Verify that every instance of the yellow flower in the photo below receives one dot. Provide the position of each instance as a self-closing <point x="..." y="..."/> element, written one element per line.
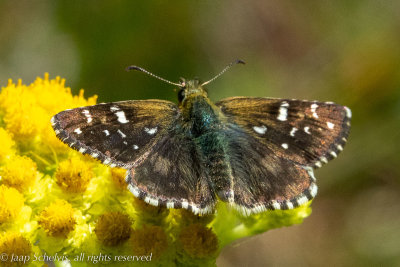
<point x="28" y="109"/>
<point x="14" y="245"/>
<point x="113" y="228"/>
<point x="118" y="177"/>
<point x="19" y="172"/>
<point x="58" y="219"/>
<point x="149" y="240"/>
<point x="7" y="145"/>
<point x="74" y="174"/>
<point x="11" y="203"/>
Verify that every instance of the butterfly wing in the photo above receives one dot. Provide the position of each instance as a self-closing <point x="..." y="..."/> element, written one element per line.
<point x="120" y="133"/>
<point x="143" y="137"/>
<point x="309" y="133"/>
<point x="273" y="145"/>
<point x="174" y="175"/>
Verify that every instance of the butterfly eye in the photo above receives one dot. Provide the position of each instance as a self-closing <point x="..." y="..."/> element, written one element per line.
<point x="181" y="95"/>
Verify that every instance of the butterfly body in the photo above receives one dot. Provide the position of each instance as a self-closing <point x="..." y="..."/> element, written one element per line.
<point x="254" y="153"/>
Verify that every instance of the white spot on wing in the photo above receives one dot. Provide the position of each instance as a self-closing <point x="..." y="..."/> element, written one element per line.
<point x="348" y="112"/>
<point x="302" y="200"/>
<point x="313" y="189"/>
<point x="185" y="204"/>
<point x="283" y="111"/>
<point x="313" y="110"/>
<point x="276" y="205"/>
<point x="121" y="117"/>
<point x="87" y="115"/>
<point x="150" y="131"/>
<point x="151" y="201"/>
<point x="121" y="133"/>
<point x="260" y="130"/>
<point x="292" y="132"/>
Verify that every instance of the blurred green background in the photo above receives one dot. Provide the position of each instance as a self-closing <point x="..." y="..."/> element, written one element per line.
<point x="342" y="51"/>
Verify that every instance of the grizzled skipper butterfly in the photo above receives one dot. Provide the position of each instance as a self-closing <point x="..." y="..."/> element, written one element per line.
<point x="254" y="153"/>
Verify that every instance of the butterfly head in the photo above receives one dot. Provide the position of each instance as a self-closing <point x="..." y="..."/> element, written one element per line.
<point x="189" y="89"/>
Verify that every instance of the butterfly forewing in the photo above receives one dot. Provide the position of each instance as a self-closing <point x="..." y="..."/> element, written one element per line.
<point x="119" y="133"/>
<point x="306" y="132"/>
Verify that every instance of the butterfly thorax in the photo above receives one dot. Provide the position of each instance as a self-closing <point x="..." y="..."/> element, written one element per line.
<point x="198" y="112"/>
<point x="204" y="122"/>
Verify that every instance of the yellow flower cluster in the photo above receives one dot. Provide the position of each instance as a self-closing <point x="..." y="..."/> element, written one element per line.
<point x="58" y="218"/>
<point x="27" y="109"/>
<point x="56" y="201"/>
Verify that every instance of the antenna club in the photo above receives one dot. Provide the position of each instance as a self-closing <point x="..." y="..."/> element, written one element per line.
____
TASK DETAILS. Starting at the line containing "Verify that every instance of the butterfly forewing" and running through the end of the records, rewrite every line with "dot" changed to "mark". Leave everything else in those lines unchanged.

THE SOLUTION.
Verify that every instance of the butterfly forewing in the photo above receives one mark. Provide the position of each instance as a self-closing <point x="..." y="..."/> element, written one element per line.
<point x="119" y="133"/>
<point x="306" y="132"/>
Verify that every instance of the butterfly thorax in the photo above receives one mark. Provide the position of each instance as a self-closing <point x="..." y="..."/> element, written one element per line.
<point x="198" y="112"/>
<point x="204" y="122"/>
Verify that every instance of the yellow flower cluster in the photo above receives one mark. Provide the position of each instance as a self-closing <point x="..." y="..."/> element, written one element per line.
<point x="58" y="218"/>
<point x="27" y="109"/>
<point x="56" y="201"/>
Verify that every instance of the antenna club in the photo above receives one mark. Provide the position of each instance as a self-closing <point x="..." y="..."/> element, written one element per line.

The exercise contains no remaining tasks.